**Stated task**
Rewrite each line of the listing below, replacing "wooden" with "metal" and leaving everything else unchanged.

**Records for the task**
__________________________________________________
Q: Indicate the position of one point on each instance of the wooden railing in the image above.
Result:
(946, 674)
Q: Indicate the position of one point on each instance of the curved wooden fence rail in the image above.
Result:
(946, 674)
__________________________________________________
**Final result**
Q: Indicate the position of one point on each instance of the metal railing in the image above.
Result:
(946, 674)
Q: Indicate the position of one point on each instance of the curved metal fence rail in the image above.
Result:
(946, 674)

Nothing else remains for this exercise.